### Given exercise
Only those lines running from the line that contains "Annotation task — mark the rusted" through the end of the material are to be written out, each exactly as shown.

## begin Data section

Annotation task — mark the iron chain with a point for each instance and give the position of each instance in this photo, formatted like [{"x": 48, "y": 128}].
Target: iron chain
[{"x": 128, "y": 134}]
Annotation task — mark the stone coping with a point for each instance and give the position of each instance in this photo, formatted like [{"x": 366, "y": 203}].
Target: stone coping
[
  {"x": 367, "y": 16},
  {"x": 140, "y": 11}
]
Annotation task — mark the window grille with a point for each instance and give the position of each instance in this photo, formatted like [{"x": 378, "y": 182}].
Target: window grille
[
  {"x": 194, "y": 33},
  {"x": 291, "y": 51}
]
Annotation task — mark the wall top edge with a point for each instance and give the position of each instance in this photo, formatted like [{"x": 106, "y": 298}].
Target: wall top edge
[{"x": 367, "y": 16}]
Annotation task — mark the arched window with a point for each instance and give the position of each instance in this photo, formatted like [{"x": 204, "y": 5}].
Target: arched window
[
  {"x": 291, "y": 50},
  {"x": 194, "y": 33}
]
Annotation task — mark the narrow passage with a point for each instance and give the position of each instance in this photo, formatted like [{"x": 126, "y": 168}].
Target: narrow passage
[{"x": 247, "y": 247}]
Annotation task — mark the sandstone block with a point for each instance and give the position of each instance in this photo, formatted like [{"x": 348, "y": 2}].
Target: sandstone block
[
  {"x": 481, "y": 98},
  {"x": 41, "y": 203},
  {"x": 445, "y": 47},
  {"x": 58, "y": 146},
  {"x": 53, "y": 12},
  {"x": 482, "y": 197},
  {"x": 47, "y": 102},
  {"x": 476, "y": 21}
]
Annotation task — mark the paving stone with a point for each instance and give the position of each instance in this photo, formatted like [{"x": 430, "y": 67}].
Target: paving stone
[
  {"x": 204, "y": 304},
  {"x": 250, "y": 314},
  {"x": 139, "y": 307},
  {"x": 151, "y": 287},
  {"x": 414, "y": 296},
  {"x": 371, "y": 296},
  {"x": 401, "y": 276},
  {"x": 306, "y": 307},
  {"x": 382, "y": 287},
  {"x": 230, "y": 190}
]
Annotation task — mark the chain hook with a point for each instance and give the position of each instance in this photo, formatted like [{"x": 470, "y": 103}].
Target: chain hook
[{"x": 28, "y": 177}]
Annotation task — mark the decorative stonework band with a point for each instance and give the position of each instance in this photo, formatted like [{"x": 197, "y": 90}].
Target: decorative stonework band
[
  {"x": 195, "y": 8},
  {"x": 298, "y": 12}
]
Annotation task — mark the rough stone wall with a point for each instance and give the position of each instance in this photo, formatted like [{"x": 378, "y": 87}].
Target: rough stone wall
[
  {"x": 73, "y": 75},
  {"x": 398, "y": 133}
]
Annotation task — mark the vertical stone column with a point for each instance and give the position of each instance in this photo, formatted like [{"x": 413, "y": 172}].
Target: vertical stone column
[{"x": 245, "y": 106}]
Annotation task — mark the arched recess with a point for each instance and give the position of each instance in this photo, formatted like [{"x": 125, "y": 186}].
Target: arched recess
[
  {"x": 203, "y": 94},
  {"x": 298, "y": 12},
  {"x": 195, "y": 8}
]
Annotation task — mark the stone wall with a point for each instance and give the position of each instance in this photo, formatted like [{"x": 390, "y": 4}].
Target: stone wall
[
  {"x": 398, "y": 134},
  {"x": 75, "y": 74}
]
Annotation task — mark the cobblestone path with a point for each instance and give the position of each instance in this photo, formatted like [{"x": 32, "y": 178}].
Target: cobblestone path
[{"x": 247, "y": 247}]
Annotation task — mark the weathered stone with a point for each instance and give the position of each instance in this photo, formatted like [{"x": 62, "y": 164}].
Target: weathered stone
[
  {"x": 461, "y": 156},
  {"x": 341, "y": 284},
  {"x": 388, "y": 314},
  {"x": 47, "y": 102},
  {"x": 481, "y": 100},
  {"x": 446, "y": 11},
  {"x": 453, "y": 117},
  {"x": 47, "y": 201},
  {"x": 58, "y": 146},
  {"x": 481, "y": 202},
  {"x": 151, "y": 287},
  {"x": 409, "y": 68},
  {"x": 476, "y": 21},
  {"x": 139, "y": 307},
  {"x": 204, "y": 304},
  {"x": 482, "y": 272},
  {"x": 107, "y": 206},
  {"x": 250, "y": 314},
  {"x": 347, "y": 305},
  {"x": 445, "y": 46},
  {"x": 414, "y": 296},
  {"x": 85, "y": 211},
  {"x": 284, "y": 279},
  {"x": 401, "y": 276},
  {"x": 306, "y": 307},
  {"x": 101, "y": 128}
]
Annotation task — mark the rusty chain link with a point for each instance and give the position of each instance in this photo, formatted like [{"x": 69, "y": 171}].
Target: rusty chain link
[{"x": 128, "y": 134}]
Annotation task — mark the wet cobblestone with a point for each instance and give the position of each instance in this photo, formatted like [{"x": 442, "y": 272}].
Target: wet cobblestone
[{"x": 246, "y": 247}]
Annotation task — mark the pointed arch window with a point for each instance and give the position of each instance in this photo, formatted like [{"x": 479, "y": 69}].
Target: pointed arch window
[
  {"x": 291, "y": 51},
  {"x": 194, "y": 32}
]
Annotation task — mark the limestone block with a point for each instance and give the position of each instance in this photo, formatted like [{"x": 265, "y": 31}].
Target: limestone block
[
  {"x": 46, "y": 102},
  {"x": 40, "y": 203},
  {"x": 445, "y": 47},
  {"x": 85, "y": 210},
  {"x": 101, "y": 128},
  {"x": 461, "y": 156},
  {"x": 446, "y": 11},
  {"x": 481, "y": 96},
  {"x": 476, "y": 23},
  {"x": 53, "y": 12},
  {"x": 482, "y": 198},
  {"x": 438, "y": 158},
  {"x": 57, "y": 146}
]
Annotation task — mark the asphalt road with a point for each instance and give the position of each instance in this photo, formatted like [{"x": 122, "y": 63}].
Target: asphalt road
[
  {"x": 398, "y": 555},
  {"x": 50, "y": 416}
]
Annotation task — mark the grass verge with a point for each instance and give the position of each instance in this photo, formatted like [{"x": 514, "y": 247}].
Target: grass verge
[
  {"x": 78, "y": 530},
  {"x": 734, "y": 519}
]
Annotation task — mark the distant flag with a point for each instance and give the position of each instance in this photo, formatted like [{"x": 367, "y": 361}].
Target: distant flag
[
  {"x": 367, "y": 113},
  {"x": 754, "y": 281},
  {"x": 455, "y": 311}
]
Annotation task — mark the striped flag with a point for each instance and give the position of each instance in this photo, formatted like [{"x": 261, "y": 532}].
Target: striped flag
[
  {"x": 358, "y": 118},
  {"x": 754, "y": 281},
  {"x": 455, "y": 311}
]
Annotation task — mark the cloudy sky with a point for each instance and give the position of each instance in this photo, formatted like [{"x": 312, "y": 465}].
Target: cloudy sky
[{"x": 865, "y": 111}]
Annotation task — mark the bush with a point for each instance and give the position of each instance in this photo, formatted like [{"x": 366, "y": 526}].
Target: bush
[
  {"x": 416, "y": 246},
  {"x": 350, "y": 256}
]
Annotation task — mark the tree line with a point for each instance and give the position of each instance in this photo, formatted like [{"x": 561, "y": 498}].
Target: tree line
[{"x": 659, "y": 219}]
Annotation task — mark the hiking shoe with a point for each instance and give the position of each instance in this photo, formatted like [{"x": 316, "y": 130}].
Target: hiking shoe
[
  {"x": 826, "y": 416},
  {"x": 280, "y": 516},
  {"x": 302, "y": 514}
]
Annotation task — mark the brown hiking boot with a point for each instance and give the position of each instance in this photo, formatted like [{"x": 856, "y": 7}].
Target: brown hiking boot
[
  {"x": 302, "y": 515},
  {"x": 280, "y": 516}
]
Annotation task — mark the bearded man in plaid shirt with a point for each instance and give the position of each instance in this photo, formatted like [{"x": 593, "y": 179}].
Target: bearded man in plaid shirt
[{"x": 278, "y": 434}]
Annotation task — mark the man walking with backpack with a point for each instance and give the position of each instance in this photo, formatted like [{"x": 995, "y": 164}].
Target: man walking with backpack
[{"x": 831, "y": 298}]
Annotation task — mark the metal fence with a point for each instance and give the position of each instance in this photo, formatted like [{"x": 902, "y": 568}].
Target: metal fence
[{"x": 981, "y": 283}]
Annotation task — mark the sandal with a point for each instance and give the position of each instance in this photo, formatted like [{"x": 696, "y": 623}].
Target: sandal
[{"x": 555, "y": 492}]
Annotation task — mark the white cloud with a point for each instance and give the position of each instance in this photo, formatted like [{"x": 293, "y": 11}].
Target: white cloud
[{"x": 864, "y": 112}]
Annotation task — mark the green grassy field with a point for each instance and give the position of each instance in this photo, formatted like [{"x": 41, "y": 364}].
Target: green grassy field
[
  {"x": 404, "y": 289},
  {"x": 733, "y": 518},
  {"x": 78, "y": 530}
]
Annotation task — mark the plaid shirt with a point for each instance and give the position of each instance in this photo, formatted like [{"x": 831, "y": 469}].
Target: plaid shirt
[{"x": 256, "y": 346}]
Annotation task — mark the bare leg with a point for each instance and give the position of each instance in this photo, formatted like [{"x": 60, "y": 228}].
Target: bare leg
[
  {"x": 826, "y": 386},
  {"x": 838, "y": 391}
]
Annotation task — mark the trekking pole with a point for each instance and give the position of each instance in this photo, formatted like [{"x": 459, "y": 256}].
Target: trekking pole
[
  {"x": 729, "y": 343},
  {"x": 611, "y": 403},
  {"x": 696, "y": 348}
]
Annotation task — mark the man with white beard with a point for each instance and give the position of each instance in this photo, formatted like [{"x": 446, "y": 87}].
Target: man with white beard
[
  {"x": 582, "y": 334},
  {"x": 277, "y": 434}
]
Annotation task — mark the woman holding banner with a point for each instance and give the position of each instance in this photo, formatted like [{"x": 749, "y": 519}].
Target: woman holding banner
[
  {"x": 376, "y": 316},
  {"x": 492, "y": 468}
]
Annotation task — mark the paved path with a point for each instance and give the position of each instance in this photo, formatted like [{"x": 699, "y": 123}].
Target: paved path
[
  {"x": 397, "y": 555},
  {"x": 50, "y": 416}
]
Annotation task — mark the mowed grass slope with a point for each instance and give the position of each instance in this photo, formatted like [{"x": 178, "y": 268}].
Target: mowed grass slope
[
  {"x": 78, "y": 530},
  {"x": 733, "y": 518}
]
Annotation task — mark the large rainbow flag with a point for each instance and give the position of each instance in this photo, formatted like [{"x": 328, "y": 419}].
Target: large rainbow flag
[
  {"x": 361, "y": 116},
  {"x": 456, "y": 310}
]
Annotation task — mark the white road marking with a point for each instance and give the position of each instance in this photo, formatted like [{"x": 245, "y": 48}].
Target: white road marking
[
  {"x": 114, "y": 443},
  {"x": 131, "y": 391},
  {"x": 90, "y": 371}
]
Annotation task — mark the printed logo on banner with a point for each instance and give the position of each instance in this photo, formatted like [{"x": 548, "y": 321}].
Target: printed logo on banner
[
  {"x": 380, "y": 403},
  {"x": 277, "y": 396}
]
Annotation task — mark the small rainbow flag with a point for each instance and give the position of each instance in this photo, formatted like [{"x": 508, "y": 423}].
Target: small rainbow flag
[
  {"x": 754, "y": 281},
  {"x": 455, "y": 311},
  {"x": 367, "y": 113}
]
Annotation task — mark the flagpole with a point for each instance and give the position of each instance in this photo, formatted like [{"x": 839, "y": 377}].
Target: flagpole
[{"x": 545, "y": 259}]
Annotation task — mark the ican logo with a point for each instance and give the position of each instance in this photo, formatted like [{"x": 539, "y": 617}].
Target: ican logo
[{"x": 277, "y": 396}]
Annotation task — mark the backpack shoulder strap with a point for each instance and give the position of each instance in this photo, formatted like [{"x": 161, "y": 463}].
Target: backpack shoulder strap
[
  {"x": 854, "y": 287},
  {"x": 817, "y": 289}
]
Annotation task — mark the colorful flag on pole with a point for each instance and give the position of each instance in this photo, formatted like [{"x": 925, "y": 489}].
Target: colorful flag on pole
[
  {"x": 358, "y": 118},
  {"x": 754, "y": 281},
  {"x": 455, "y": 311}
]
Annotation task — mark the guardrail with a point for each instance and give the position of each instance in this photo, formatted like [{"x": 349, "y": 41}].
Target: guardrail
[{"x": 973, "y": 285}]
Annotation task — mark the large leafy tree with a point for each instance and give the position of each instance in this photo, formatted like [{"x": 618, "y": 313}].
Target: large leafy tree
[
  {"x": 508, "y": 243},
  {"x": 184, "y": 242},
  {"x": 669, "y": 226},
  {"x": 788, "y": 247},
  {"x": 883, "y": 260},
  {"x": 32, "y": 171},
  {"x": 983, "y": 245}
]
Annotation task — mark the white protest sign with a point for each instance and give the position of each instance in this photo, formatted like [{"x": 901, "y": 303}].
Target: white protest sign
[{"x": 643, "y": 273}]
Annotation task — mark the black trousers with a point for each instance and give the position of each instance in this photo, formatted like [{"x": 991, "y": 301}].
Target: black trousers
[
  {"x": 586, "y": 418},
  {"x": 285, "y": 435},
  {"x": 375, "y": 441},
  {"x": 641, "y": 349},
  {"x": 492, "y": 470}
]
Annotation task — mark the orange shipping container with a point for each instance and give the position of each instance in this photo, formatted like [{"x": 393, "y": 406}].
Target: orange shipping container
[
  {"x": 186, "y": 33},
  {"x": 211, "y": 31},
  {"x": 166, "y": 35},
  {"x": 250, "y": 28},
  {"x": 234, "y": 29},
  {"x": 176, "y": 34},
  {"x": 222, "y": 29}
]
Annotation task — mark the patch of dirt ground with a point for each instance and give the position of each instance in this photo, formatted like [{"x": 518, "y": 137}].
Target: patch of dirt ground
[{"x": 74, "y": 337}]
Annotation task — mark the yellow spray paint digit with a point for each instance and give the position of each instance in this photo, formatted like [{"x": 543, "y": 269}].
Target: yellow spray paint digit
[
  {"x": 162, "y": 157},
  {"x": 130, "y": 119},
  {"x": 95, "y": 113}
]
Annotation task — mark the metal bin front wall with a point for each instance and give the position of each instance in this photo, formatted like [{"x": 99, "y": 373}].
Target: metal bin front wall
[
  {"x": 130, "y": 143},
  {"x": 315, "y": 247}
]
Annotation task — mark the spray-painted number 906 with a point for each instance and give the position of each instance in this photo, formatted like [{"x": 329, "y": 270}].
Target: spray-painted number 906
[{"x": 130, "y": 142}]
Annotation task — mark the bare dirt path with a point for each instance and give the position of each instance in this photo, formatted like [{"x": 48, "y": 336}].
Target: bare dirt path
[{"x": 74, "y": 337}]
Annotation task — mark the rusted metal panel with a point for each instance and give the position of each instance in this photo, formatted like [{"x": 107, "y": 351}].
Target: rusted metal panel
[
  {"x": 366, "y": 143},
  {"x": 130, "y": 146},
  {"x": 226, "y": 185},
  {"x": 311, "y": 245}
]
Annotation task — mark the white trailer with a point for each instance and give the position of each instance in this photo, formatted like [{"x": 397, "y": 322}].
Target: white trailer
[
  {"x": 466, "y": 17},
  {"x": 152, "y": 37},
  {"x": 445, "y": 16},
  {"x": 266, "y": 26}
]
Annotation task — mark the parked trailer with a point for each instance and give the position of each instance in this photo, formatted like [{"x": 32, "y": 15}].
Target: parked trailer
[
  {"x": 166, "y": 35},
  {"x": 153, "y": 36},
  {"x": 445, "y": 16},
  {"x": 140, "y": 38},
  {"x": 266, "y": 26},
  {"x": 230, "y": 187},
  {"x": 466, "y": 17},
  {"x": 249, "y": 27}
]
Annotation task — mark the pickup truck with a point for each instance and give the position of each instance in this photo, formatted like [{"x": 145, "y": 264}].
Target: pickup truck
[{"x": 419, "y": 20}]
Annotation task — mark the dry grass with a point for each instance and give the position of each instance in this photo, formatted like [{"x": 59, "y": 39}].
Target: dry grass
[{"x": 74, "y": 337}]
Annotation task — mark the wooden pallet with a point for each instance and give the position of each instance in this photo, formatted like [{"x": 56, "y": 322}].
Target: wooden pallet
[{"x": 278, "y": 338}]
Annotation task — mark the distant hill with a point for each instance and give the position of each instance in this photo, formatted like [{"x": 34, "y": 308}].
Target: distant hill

## end Data section

### Full output
Annotation task — mark the rusted metal panel with a point for each instance and give the position of each instance in this photo, formatted like [{"x": 107, "y": 351}].
Target: rusted metal panel
[
  {"x": 366, "y": 143},
  {"x": 130, "y": 146},
  {"x": 226, "y": 185},
  {"x": 311, "y": 245}
]
Annotation task — mark the white trailer with a point for each instance and give the position of each instance in this photo, formatted like [{"x": 397, "y": 322}].
Target: white trailer
[
  {"x": 466, "y": 17},
  {"x": 152, "y": 37},
  {"x": 445, "y": 16},
  {"x": 266, "y": 26}
]
Annotation task — mark the parked trailer with a point for each instance and give the position of each instance in this photo, formatted like [{"x": 32, "y": 15}].
Target: parked trailer
[
  {"x": 166, "y": 35},
  {"x": 153, "y": 36},
  {"x": 445, "y": 16},
  {"x": 140, "y": 38},
  {"x": 266, "y": 26},
  {"x": 230, "y": 187},
  {"x": 466, "y": 17},
  {"x": 249, "y": 27}
]
Annotation task — mark the pickup truck with a point for each instance and give the position of each instance in this photo, formatted like [{"x": 145, "y": 264}].
Target: pickup truck
[{"x": 419, "y": 20}]
Annotation task — mark the dry grass with a point for each instance and give the position of each instance in this photo, formatted like [{"x": 59, "y": 39}].
Target: dry grass
[{"x": 74, "y": 337}]
Annotation task — mark the wooden pallet with a point for each instance and give the position of each instance in this photo, formatted like [{"x": 56, "y": 322}].
Target: wooden pallet
[{"x": 278, "y": 338}]
Annotation task — mark the distant hill with a point for each instance and give the position of each instance in this photo, formatted like [{"x": 34, "y": 308}].
Target: distant hill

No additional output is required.